Directive: Leave out the pictures and return every entry exactly as it appears.

Record set:
------------------------------------------------

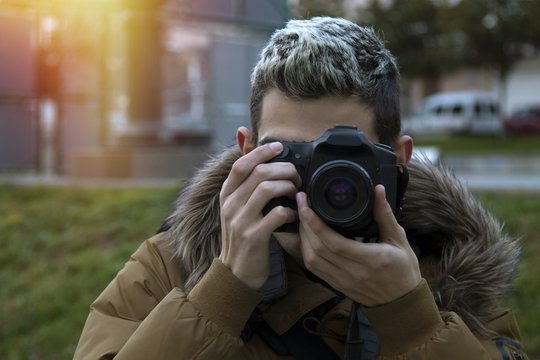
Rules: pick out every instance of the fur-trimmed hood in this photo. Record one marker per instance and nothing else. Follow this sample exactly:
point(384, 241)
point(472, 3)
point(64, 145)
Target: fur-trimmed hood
point(465, 257)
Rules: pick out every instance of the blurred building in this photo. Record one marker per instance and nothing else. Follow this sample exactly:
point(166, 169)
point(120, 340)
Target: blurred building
point(126, 88)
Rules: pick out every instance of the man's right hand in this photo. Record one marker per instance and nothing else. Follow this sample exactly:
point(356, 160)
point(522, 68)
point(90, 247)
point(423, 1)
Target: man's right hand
point(245, 232)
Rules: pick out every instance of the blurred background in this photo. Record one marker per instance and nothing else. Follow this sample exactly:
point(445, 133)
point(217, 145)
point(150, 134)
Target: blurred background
point(106, 106)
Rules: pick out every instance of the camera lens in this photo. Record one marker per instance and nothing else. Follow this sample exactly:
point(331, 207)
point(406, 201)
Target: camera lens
point(340, 193)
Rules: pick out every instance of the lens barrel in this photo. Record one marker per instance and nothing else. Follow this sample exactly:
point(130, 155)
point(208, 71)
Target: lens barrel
point(341, 193)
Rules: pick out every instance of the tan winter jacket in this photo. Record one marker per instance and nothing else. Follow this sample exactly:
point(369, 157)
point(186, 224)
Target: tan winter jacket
point(175, 300)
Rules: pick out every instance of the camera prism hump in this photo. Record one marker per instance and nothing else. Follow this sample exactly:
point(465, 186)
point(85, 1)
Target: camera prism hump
point(339, 172)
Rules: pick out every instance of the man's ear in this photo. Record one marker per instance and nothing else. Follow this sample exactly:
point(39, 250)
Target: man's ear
point(403, 148)
point(244, 139)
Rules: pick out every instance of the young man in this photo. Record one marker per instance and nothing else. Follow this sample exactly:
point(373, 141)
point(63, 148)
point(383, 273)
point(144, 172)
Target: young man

------------------------------------------------

Problem solution:
Rules: pick out every instance of the fur-trimmed hood in this photo. Record one marker per instance and nothing else. Follow this sample exactly:
point(384, 241)
point(472, 3)
point(64, 145)
Target: fur-trimmed hood
point(465, 257)
Rules: pick out every instance of the blurred building in this photo. Record one marker per instance and nothing else. Follow this sample exactly:
point(166, 169)
point(120, 340)
Target: blurred building
point(126, 88)
Rules: pick out every instance of the man's right hand in this photo. Record one marker per instance and nothing else. Follow this sample exactly:
point(356, 160)
point(522, 68)
point(90, 247)
point(423, 1)
Target: man's right hand
point(245, 232)
Rules: pick out every instance of the blurred background in this photo. Record one marker per instance and nothing else. Follow this sample exactly:
point(445, 133)
point(217, 145)
point(150, 134)
Target: blurred background
point(106, 106)
Rules: pick out every instance of the camera lens in this photo. Record one marker per instance and nothing else. Follow this sample exactly:
point(331, 207)
point(406, 201)
Target: camera lens
point(340, 193)
Rules: pick out every instance of the lens barrel in this photo. Record one marker per instance and nothing else. Follow this sample exactly:
point(130, 155)
point(208, 71)
Target: lens barrel
point(341, 193)
Rules: pick out every instance of the tan winter jacket in this photo. Record one marker per instance and nothing else. Follow this sample exactly:
point(369, 157)
point(186, 224)
Target: tan winter jacket
point(175, 300)
Rules: pick out every instance of the camera prism hump in this photo. Record one marker per instance and nothing else. Follow this sample exactly:
point(465, 186)
point(85, 1)
Target: camera prism hump
point(339, 172)
Rules: pick out every instance of the man's ear in this photo. Record one marker per instance and nothing else. Follow this sample exactly:
point(39, 250)
Target: man's ear
point(403, 148)
point(244, 139)
Rules: pick out every instance of the young man in this photo. Record one marker per instance and nothing else. Follow this sample exactly:
point(373, 141)
point(63, 148)
point(383, 273)
point(144, 172)
Target: young man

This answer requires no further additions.